Repeat exactly, and only, the lines from the one containing "of the tree" through the last line of the data below.

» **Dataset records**
╭──

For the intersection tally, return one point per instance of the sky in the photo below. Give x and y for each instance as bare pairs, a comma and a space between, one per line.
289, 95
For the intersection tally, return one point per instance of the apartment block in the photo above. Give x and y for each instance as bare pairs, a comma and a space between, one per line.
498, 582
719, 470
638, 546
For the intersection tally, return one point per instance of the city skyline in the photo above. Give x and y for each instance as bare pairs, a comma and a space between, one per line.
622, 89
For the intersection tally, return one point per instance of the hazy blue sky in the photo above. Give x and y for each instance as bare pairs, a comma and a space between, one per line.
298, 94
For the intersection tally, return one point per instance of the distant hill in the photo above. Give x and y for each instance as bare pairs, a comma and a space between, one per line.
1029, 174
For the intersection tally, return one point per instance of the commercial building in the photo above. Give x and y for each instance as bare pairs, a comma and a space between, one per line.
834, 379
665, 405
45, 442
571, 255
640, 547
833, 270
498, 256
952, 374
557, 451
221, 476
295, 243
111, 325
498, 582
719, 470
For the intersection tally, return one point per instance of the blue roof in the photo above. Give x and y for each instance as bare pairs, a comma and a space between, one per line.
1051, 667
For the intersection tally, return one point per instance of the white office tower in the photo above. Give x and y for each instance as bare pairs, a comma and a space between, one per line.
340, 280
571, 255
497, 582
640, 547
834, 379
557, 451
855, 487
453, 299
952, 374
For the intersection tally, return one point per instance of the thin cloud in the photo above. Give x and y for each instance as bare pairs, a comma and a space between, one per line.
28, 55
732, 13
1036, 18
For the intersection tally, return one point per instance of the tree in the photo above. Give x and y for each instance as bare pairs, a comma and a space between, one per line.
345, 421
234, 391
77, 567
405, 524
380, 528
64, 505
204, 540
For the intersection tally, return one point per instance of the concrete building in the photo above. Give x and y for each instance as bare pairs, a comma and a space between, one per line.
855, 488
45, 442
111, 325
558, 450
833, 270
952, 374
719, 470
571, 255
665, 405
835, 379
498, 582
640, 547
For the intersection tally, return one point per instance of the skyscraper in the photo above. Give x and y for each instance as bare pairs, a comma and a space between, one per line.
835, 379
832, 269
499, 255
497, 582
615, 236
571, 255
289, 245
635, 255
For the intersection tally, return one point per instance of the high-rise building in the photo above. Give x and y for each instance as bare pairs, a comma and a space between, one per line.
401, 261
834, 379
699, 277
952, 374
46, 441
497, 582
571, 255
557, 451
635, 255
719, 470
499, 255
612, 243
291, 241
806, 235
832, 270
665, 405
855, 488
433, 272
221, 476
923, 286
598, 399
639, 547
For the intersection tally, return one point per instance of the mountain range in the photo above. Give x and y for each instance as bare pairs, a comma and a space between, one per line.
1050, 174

╰──

» **RESULT OF THIS EXERCISE**
For the intersection tally, return one point per instance of the tree in the photo above. Give x and y for each instance as bare pairs, a comma and a space between, one per line.
345, 421
234, 391
77, 567
405, 524
380, 528
64, 505
204, 540
For the intersection tally, return one point per instance of the concrete building in the photo above. Give x and y for each instance as bare pairs, a comma and a space between, one per line.
855, 488
45, 442
111, 325
558, 450
833, 270
952, 374
719, 470
571, 255
665, 405
835, 379
498, 582
640, 547
For the intersection tally, return one point per instance of the skyscraper in the photo above. Give x and y for each instance as bare pairs, a comma and a space between, one per line.
835, 379
832, 269
499, 255
497, 582
615, 236
571, 255
289, 245
635, 255
For the intersection tally, return one point per instance of the high-rise building in the photo above. Give x and y for each instance as bare pairs, a comma and a space between, one per line.
401, 261
834, 379
699, 277
952, 374
46, 441
497, 582
571, 255
557, 451
635, 255
719, 470
499, 255
612, 243
291, 241
806, 235
832, 270
665, 405
855, 488
433, 272
221, 476
923, 286
598, 399
639, 547
For the intersection tally, return one point per instance of the mountain range in the photo above. Give x and y for each instance as bare pairs, a comma and a space between, one per line.
1050, 174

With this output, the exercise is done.